Hasta el jueves 11 de marzo yo apenas prestaba atención a las noticias que llegaban de China y de Italia sobre un virus muy contagioso. Algunos lo comparaban con una gripe un poco más fuerte de lo normal, y yo escogí quedarme con esa analogía. Aunque no fuera plenamente consciente de estar escogiendo, la realidad es que lo estaba haciendo. Escogí no abrir los ojos. Por miedo, imagino. Pero ese jueves todo cambió porque nos informaron, como a todo el país, de que a partir del lunes día 15 se cerraba casi todo. Entre otras cosas, el polideportivo municipal. Por tiempo indefinido. Y ahí empezó mi crisis particular: el cierre del polideportivo significaba que no podría ir a nadar. Practico este deporte desde hace solo unos meses, pero desde entonces, y hasta el 11 de marzo, nadaba entre cinco y seis días a la semana. Soy nadadora. Es así. Mi cuerpo ha respondido a este deporte como nunca lo ha hecho con ningún otro, y nadar a diario es casi una necesidad para mí. Casi.

Hoy es día 6 de abril. Hace dos o tres semanas, ese “casi” no habría formado parte de la frase, pero hoy se me antoja imposible decir categóricamente que algo así es necesario. Es sano, es importante, es divertido. Pero no imprescindible. Muchas cosas han cambiado en menos de un mes. Entre ellas, el hecho de que ahora soy voluntaria de la Cruz Roja y dedico unas horas a la semana a hacer llamadas a personas a las que, por una razón u otra, se considera que son más vulnerables. La gran mayoría de las personas a las que llamo, tienen setenta o más años, y muchas viven solas, a veces en pueblos aislados donde ni siquiera hay vecinos con los que charlar un rato de ventana a ventana; o con los que aplaudir, desde el balcón, el trabajo de las personas que tanto se esfuerzan para que podamos salir de esta crisis lo antes posible. De ahí que entre los objetivos de las llamadas, además de los obvios (comprobar si están bien de salud y/o si tienen alguna necesidad que Cruz Roja pueda subsanar, informar acerca de las medidas de higiene y prevención contra el COVID-19, etc.) figure el de ofrecer compañía a la persona que está al otro lado de la línea.

- INSTRUCCIONES: Continúa el relato personal sobre la natación y el voluntariado en la Cruz Roja durante el confinamiento a partir de su última frase.

[Registros de una fuente de datos]
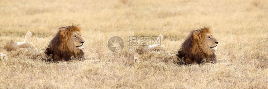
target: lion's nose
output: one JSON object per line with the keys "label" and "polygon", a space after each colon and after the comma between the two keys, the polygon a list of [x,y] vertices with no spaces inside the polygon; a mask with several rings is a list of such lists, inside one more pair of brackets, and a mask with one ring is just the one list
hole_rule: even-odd
{"label": "lion's nose", "polygon": [[83,41],[81,42],[81,42],[81,43],[84,43],[84,42],[85,42],[85,41]]}
{"label": "lion's nose", "polygon": [[218,44],[218,43],[219,43],[219,41],[217,41],[217,42],[215,42],[215,43],[216,43],[216,44]]}

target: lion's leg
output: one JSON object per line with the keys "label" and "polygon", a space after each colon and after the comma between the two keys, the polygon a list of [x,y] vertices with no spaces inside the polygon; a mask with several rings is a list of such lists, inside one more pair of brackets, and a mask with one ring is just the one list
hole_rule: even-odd
{"label": "lion's leg", "polygon": [[62,58],[60,59],[60,61],[62,62],[66,62],[66,61],[65,60],[64,58]]}

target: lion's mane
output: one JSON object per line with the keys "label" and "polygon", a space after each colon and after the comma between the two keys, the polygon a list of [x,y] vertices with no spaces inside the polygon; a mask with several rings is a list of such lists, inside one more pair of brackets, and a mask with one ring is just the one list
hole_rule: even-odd
{"label": "lion's mane", "polygon": [[[45,53],[49,58],[47,60],[58,61],[63,58],[66,61],[73,60],[84,61],[85,58],[83,49],[72,45],[70,37],[72,32],[75,30],[81,33],[80,28],[78,25],[72,24],[71,26],[59,28],[58,30],[46,48]],[[60,59],[55,58],[55,56]]]}
{"label": "lion's mane", "polygon": [[215,64],[217,62],[215,51],[209,49],[206,43],[204,38],[207,33],[212,33],[209,27],[204,27],[191,31],[176,55],[179,64]]}

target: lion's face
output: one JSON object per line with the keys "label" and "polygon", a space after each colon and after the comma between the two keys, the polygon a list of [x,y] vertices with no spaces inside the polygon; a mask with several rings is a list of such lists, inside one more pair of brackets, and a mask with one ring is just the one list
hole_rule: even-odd
{"label": "lion's face", "polygon": [[85,40],[82,38],[79,32],[76,30],[73,31],[70,37],[72,42],[75,46],[79,49],[84,48],[83,45]]}
{"label": "lion's face", "polygon": [[212,34],[209,33],[207,33],[205,38],[206,38],[206,42],[208,47],[214,50],[217,49],[217,46],[219,41],[218,41]]}

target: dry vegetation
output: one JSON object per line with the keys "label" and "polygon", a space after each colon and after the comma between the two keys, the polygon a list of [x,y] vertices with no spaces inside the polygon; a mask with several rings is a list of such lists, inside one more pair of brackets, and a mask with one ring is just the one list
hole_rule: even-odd
{"label": "dry vegetation", "polygon": [[[268,87],[266,0],[43,1],[1,0],[1,46],[23,41],[30,31],[43,50],[58,28],[80,24],[85,56],[101,62],[47,63],[30,51],[13,52],[0,63],[0,88]],[[220,41],[217,59],[233,65],[178,66],[163,62],[161,54],[145,55],[137,65],[127,47],[113,53],[107,47],[113,36],[162,34],[162,44],[174,51],[190,31],[205,25]]]}

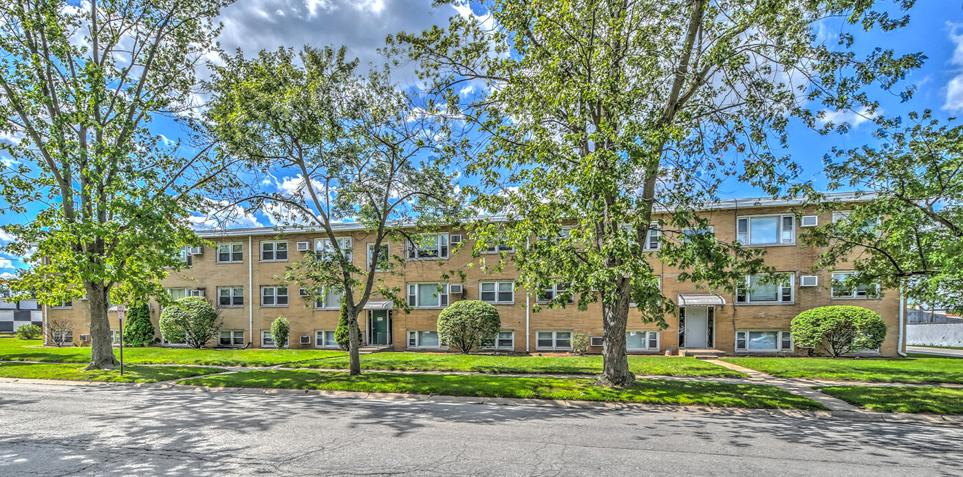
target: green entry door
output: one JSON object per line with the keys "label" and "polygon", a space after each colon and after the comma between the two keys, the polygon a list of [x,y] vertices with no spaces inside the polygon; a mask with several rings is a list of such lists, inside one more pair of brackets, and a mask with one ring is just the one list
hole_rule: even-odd
{"label": "green entry door", "polygon": [[371,344],[391,344],[391,336],[388,334],[388,310],[377,309],[371,312]]}

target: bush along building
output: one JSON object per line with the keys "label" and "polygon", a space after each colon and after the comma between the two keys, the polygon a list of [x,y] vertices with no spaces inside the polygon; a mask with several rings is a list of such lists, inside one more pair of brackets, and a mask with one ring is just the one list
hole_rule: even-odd
{"label": "bush along building", "polygon": [[[858,199],[831,196],[844,204]],[[879,313],[887,327],[886,340],[878,350],[864,351],[869,356],[897,356],[904,351],[904,324],[901,299],[897,290],[880,294],[858,287],[847,289],[839,284],[846,278],[846,264],[837,270],[813,272],[820,249],[800,246],[799,235],[806,227],[819,226],[825,221],[841,220],[845,213],[807,215],[792,212],[795,201],[770,199],[722,200],[705,210],[713,232],[718,240],[738,241],[745,247],[766,249],[768,265],[785,274],[781,283],[766,283],[762,277],[746,277],[743,286],[733,295],[699,290],[692,283],[677,280],[679,270],[661,264],[654,256],[660,236],[653,232],[646,250],[653,253],[651,263],[660,277],[663,294],[676,301],[678,316],[668,316],[668,328],[641,320],[632,309],[626,335],[634,354],[704,354],[716,355],[806,355],[809,350],[795,346],[790,323],[801,311],[831,305],[862,306]],[[367,270],[374,239],[355,224],[335,227],[337,246],[350,251],[352,262]],[[421,233],[408,230],[409,233]],[[209,346],[251,346],[293,349],[337,348],[334,332],[338,324],[340,296],[325,293],[317,301],[306,290],[285,286],[275,277],[284,275],[285,267],[302,260],[307,253],[324,250],[331,244],[322,231],[303,229],[277,230],[273,227],[198,231],[213,247],[189,248],[185,251],[188,267],[172,272],[164,284],[175,298],[205,297],[223,318],[217,339]],[[425,245],[429,244],[429,245]],[[385,272],[383,281],[402,290],[410,312],[396,309],[390,300],[373,296],[358,317],[366,346],[395,351],[447,351],[437,334],[438,314],[459,300],[481,300],[498,308],[502,329],[491,350],[505,352],[554,353],[571,349],[575,333],[590,336],[588,353],[601,353],[602,310],[595,303],[587,310],[533,306],[543,297],[559,290],[528,290],[516,286],[517,277],[511,265],[502,273],[489,274],[473,261],[470,237],[458,229],[425,233],[420,247],[391,242],[390,255],[403,263],[393,273]],[[460,246],[460,249],[458,248]],[[454,251],[458,249],[458,252]],[[495,250],[492,253],[511,253]],[[464,272],[464,279],[440,279],[451,270]],[[557,285],[562,286],[562,285]],[[313,302],[313,303],[312,303]],[[62,306],[47,306],[45,320],[69,320],[73,341],[89,340],[87,303],[79,300]],[[152,304],[151,319],[158,329],[159,306]],[[110,313],[114,327],[115,312]],[[271,325],[283,316],[290,323],[287,344],[272,336]],[[158,337],[160,335],[158,334]],[[174,344],[174,343],[165,343]]]}

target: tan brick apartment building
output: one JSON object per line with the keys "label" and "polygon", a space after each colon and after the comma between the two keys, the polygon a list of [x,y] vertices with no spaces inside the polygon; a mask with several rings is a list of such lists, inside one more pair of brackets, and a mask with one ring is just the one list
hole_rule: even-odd
{"label": "tan brick apartment building", "polygon": [[[854,199],[846,195],[834,199]],[[695,289],[691,283],[677,281],[678,271],[653,257],[663,293],[677,301],[681,312],[679,317],[667,317],[669,328],[660,331],[653,324],[643,324],[638,311],[630,311],[630,353],[677,354],[680,350],[715,349],[727,355],[805,354],[806,350],[793,342],[790,322],[802,310],[828,305],[854,305],[878,312],[888,328],[878,355],[901,353],[904,324],[898,293],[889,290],[881,299],[868,298],[862,289],[833,289],[834,274],[842,278],[841,274],[846,273],[843,268],[813,273],[810,267],[820,251],[800,247],[797,234],[807,226],[839,219],[842,214],[794,215],[790,210],[795,205],[798,203],[794,201],[744,199],[722,200],[707,208],[705,216],[720,240],[765,247],[767,262],[780,273],[791,274],[791,278],[777,286],[758,285],[757,278],[747,278],[747,291],[737,296],[714,295]],[[370,234],[353,224],[342,224],[335,230],[339,247],[350,248],[354,263],[367,266],[374,242]],[[313,250],[329,246],[323,232],[282,232],[263,227],[205,230],[198,234],[216,245],[188,250],[191,266],[171,273],[164,284],[175,298],[204,296],[220,307],[224,327],[217,344],[243,346],[249,342],[253,347],[273,347],[271,323],[285,316],[291,322],[290,348],[336,347],[333,331],[340,298],[328,295],[312,304],[298,288],[282,286],[274,279],[283,275],[286,265]],[[569,348],[574,332],[601,336],[600,304],[590,305],[586,311],[578,311],[572,305],[534,312],[536,294],[513,286],[516,277],[510,265],[504,273],[485,274],[479,267],[468,267],[472,258],[467,251],[472,244],[465,244],[459,253],[451,252],[455,243],[469,240],[464,232],[448,230],[432,235],[429,242],[434,244],[434,250],[421,253],[409,253],[402,243],[388,244],[389,253],[408,259],[399,270],[400,276],[385,274],[384,280],[401,286],[413,309],[410,313],[394,310],[390,302],[373,297],[359,317],[368,344],[389,346],[396,351],[447,349],[439,343],[436,321],[440,310],[457,300],[483,300],[498,307],[502,332],[493,343],[496,350],[558,352]],[[657,242],[653,236],[653,251]],[[455,269],[464,271],[465,281],[440,279],[444,271]],[[83,300],[48,306],[44,318],[71,320],[74,327],[69,338],[82,341],[89,339],[85,307]],[[152,304],[151,316],[156,328],[157,304]],[[110,317],[117,329],[116,313],[110,313]],[[593,340],[592,344],[600,342]],[[600,351],[599,346],[589,348],[589,352]]]}

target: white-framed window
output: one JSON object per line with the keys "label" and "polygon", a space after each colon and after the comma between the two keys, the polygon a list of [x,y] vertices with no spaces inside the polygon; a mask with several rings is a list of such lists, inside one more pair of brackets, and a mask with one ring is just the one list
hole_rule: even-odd
{"label": "white-framed window", "polygon": [[408,348],[447,348],[445,343],[438,339],[438,331],[433,330],[410,330],[408,331]]}
{"label": "white-framed window", "polygon": [[241,263],[244,261],[244,244],[218,244],[218,263]]}
{"label": "white-framed window", "polygon": [[736,241],[742,245],[792,245],[795,243],[795,216],[757,215],[736,220]]}
{"label": "white-framed window", "polygon": [[[336,241],[338,250],[345,255],[348,262],[351,263],[351,238],[339,237]],[[333,260],[334,247],[331,246],[331,239],[314,239],[314,252],[319,258],[324,258],[327,255],[328,258]]]}
{"label": "white-framed window", "polygon": [[287,306],[288,287],[286,286],[262,286],[261,287],[261,306]]}
{"label": "white-framed window", "polygon": [[492,305],[514,305],[514,281],[479,282],[479,299]]}
{"label": "white-framed window", "polygon": [[288,261],[288,241],[272,240],[270,242],[261,242],[261,261],[262,262]]}
{"label": "white-framed window", "polygon": [[[555,297],[558,297],[559,294],[564,293],[566,290],[568,290],[568,283],[555,283],[542,290],[541,293],[535,297],[535,302],[547,304],[555,299]],[[575,297],[568,297],[568,303],[575,303]]]}
{"label": "white-framed window", "polygon": [[412,238],[407,241],[409,260],[448,258],[447,233],[423,233]]}
{"label": "white-framed window", "polygon": [[[391,268],[390,267],[391,254],[389,253],[391,249],[388,247],[388,244],[384,244],[384,243],[381,244],[381,246],[379,247],[379,249],[380,250],[377,252],[377,266],[375,267],[375,271],[376,272],[387,272]],[[375,244],[374,243],[370,243],[370,244],[368,244],[368,269],[367,270],[371,270],[371,259],[372,259],[373,256],[375,256]]]}
{"label": "white-framed window", "polygon": [[737,304],[791,304],[795,274],[786,274],[781,281],[763,283],[763,275],[746,276],[742,286],[736,288]]}
{"label": "white-framed window", "polygon": [[572,349],[572,331],[537,331],[535,349],[567,351]]}
{"label": "white-framed window", "polygon": [[315,348],[337,348],[338,343],[334,341],[334,330],[316,330],[314,331]]}
{"label": "white-framed window", "polygon": [[218,306],[244,306],[243,286],[219,286]]}
{"label": "white-framed window", "polygon": [[448,283],[408,283],[408,306],[415,308],[448,306]]}
{"label": "white-framed window", "polygon": [[498,253],[501,252],[505,252],[506,253],[510,253],[512,252],[515,252],[515,249],[506,244],[504,238],[499,237],[495,239],[494,245],[492,245],[491,247],[487,248],[484,251],[485,253]]}
{"label": "white-framed window", "polygon": [[325,286],[321,289],[321,295],[314,301],[314,307],[318,309],[340,309],[341,298],[345,292],[336,286]]}
{"label": "white-framed window", "polygon": [[[261,347],[262,348],[277,348],[277,343],[274,342],[274,337],[271,334],[271,330],[261,330]],[[285,340],[281,343],[280,348],[287,348],[288,342]]]}
{"label": "white-framed window", "polygon": [[659,351],[659,331],[625,331],[629,351]]}
{"label": "white-framed window", "polygon": [[860,284],[853,287],[846,285],[846,280],[856,272],[833,273],[833,298],[868,298],[872,294],[872,285]]}
{"label": "white-framed window", "polygon": [[740,330],[736,331],[736,351],[792,353],[793,347],[793,333],[789,331]]}
{"label": "white-framed window", "polygon": [[514,350],[515,349],[515,331],[498,331],[495,339],[485,341],[482,344],[482,349],[486,350]]}
{"label": "white-framed window", "polygon": [[221,330],[218,332],[218,345],[244,346],[244,330]]}

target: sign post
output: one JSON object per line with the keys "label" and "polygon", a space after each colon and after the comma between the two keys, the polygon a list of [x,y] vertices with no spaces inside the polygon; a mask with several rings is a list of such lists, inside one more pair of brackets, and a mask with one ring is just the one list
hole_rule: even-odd
{"label": "sign post", "polygon": [[120,324],[120,376],[123,376],[123,305],[117,305],[117,322]]}

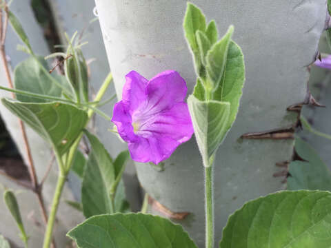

- RESPUESTA:
Muchas llamadas se acaban en cuestión de dos o tres minutos. En algunos casos, porque enseguida queda claro  que la persona en cuestión tiene prisa por colgar (a lo mejor la has pillado cocinando o a lo mejor simplemente no le apetece hablar, contigo o con nadie, o no lo necesita); pero otras veces las palabras se suceden y las conversaciones se extienden. Te hablan de su vida, de sus hijos e hijas, de sus miedos, de la soledad que sienten a veces a pesar de estar bien atendidos porque su familia y amistades les llevan comida, los llaman continuamente y les transmiten lo mucho que los quieren de todas las formas posibles. Pero hay demasiado tiempo para pensar cuando uno tiene que estar encerrado tantas horas, tantos días; y es muy fácil que la tristeza se deslice en nuestra vida diaria, casi sin que nos demos cuenta. Ahora lo sabemos.

Por todo ello, quiero pensar que estas llamadas que hacemos, yo y tantos otros, significan algo; aportan un toque de ánimo, de esperanza, a las personas que están al otro lado del teléfono. Aunque solo nos conozcan por nuestras voces y nuestros nombres.  Aunque nosotros mismos estemos re-ubicándonos, redefiniendo nuestros “casi” y nuestras prioridades; acostumbrándonos a una nueva realidad; y descubriendo que somos tanto o más vulnerables que las personas a las que tratamos de ayudar.